─── DATA SUPPLIED

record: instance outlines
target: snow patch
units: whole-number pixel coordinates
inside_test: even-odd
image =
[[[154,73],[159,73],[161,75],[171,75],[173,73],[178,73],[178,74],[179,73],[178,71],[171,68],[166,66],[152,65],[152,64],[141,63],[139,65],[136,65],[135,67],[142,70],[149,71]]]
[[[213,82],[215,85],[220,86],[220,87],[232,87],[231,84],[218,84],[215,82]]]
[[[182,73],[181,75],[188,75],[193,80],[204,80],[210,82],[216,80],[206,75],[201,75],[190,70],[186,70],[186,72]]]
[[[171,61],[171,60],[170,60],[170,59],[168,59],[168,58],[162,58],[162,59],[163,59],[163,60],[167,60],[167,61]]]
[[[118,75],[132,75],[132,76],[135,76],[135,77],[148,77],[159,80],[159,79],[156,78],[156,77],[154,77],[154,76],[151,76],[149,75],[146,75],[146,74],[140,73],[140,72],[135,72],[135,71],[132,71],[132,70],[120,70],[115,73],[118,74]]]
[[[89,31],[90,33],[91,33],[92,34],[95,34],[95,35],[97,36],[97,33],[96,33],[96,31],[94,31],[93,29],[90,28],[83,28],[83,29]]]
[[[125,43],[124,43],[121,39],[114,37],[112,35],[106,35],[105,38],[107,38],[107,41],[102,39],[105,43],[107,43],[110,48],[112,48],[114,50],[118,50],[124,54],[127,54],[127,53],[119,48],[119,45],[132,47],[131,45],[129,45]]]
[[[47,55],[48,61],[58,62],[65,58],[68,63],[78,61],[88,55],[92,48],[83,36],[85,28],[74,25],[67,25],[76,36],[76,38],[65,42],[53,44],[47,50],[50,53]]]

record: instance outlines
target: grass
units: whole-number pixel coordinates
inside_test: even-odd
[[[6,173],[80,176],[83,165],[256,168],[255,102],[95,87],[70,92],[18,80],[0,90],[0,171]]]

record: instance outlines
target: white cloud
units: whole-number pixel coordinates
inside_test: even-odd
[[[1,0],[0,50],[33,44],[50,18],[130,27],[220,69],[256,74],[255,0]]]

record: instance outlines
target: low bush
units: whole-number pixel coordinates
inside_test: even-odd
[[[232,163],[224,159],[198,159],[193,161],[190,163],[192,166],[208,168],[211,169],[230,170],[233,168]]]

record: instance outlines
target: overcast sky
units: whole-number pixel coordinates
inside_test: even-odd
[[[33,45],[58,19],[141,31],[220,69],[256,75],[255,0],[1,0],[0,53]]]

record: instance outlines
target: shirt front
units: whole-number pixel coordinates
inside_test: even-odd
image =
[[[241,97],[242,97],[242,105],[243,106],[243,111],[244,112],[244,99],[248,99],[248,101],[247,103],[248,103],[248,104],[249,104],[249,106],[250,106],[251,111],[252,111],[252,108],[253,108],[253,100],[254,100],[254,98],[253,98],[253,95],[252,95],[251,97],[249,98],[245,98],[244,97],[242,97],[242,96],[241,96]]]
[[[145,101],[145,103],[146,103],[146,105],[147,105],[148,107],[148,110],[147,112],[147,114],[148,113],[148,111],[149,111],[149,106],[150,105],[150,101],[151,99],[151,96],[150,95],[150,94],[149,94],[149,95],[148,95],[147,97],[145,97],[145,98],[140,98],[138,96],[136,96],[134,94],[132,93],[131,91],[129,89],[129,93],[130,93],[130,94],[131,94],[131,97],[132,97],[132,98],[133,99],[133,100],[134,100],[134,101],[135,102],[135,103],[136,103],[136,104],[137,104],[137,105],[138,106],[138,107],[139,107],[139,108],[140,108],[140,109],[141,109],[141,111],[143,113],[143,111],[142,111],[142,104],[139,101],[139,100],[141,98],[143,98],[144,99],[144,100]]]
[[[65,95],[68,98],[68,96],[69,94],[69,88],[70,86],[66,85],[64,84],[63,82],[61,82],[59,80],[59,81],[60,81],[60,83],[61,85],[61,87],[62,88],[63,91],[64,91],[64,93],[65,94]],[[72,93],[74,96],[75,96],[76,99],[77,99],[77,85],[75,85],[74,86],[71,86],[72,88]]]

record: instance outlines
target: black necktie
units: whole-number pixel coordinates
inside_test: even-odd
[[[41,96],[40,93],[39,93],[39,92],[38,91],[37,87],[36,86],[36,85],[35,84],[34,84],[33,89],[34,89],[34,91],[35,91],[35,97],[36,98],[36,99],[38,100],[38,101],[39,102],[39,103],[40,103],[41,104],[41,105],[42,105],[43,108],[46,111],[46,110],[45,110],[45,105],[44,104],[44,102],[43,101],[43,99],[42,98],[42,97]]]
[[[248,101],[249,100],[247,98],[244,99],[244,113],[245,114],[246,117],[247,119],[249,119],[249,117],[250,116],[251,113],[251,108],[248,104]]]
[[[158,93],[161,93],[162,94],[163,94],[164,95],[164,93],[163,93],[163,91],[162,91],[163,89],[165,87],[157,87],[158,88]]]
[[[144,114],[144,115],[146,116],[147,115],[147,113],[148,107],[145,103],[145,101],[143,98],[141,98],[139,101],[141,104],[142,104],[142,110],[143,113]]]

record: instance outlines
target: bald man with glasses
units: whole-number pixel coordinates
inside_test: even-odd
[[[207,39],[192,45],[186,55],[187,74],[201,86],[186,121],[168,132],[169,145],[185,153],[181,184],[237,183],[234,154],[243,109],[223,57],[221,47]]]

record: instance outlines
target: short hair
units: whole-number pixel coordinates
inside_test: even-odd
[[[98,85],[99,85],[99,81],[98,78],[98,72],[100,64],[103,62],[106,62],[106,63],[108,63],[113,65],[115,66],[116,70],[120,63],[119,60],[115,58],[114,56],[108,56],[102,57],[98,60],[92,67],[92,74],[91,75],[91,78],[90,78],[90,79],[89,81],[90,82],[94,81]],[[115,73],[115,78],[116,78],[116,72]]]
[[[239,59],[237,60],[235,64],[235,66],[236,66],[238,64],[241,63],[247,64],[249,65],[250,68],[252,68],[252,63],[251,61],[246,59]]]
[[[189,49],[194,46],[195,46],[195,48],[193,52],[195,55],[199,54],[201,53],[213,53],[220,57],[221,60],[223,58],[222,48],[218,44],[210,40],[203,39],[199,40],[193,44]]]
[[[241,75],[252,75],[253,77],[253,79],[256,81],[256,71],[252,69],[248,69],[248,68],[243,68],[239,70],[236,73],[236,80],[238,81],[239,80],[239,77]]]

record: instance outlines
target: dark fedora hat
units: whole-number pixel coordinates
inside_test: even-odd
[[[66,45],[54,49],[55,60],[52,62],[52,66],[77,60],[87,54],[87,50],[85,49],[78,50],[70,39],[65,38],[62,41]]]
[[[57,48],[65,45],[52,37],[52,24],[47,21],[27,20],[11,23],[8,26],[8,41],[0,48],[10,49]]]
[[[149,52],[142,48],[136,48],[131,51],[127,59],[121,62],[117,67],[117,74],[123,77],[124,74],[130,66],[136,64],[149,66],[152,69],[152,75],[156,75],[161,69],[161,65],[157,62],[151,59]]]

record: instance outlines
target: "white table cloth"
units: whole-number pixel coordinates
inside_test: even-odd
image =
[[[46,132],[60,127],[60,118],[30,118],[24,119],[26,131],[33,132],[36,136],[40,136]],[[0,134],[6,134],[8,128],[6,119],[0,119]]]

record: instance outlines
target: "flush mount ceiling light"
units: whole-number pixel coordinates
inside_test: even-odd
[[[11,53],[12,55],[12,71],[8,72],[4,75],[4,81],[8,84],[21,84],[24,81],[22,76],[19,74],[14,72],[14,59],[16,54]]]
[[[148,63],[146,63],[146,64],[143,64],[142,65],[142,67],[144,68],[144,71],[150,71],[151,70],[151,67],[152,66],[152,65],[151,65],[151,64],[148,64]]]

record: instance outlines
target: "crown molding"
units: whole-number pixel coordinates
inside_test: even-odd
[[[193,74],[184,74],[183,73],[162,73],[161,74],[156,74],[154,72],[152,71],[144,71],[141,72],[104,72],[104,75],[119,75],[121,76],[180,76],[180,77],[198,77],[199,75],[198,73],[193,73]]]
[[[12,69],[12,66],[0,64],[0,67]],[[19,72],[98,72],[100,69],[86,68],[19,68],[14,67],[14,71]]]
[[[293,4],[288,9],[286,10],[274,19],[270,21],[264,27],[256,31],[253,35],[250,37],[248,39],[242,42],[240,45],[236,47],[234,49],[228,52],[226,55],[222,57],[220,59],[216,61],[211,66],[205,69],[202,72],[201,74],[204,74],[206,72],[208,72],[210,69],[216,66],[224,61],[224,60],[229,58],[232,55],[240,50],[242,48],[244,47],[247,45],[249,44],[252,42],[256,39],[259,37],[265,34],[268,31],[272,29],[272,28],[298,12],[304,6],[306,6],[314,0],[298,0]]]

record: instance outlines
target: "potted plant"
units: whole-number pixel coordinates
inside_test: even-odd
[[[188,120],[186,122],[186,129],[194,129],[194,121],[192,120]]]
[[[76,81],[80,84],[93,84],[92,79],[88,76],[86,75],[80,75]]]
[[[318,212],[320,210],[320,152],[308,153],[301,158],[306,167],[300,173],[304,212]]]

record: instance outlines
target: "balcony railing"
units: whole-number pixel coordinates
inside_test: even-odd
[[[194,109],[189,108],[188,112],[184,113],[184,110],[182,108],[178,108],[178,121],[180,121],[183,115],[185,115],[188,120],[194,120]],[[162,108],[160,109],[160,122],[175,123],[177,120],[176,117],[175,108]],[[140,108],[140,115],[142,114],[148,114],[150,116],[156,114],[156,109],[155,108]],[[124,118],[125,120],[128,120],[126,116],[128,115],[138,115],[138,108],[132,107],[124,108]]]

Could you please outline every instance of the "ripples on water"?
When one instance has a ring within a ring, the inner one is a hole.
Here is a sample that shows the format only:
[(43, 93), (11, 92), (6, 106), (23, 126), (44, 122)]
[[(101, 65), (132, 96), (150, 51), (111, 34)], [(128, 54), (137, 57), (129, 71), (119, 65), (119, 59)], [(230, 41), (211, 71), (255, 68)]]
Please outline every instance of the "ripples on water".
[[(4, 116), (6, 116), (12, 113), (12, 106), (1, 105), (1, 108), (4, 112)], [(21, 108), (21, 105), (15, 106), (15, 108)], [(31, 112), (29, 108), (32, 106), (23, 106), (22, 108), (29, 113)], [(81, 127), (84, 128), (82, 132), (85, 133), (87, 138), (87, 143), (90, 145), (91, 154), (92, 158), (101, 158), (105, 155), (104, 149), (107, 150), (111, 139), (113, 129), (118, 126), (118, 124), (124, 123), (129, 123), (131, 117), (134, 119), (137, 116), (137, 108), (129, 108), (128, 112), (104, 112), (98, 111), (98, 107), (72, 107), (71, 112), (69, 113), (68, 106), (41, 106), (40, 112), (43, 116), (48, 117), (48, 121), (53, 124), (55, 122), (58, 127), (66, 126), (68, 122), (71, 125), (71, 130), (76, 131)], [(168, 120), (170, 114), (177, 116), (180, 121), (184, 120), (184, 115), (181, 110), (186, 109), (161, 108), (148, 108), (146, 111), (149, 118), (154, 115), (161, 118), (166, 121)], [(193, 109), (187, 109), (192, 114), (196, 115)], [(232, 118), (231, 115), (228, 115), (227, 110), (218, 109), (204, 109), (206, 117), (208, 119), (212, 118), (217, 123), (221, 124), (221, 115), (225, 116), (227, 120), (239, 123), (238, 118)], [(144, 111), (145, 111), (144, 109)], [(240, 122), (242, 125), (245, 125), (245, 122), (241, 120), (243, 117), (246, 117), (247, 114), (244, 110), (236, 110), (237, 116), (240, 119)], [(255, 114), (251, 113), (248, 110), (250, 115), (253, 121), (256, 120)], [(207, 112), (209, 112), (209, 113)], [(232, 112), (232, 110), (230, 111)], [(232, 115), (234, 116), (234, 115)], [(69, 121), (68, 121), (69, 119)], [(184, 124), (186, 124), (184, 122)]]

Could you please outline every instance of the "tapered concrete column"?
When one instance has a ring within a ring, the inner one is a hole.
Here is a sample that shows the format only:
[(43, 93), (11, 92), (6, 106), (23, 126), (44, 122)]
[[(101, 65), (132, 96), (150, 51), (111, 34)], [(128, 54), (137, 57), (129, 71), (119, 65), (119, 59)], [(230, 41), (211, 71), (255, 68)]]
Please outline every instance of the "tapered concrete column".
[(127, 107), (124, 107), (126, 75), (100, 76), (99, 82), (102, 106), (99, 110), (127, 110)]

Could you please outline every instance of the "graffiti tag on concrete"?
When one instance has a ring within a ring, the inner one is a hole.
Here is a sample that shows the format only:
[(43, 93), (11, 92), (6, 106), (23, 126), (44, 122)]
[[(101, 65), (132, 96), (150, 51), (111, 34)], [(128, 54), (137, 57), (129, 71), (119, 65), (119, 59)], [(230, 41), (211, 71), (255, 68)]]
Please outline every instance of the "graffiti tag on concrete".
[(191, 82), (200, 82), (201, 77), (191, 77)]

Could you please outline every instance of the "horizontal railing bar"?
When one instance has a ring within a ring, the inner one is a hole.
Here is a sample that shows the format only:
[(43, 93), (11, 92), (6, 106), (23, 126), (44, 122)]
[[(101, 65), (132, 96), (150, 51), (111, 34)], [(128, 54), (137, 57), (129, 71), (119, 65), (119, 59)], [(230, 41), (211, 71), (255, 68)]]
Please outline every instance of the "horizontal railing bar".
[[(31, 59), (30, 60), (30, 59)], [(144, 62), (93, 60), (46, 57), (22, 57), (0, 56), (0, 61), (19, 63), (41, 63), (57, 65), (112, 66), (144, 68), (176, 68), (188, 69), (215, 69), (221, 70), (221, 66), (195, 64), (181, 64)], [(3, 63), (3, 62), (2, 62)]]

──────

# EXERCISE
Select each line of the data above that contains the word "graffiti", treating uppercase and lowercase letters as distinct.

# EXERCISE RESPONSE
Could you please outline every instance of the "graffiti tag on concrete"?
Please outline every instance of the "graffiti tag on concrete".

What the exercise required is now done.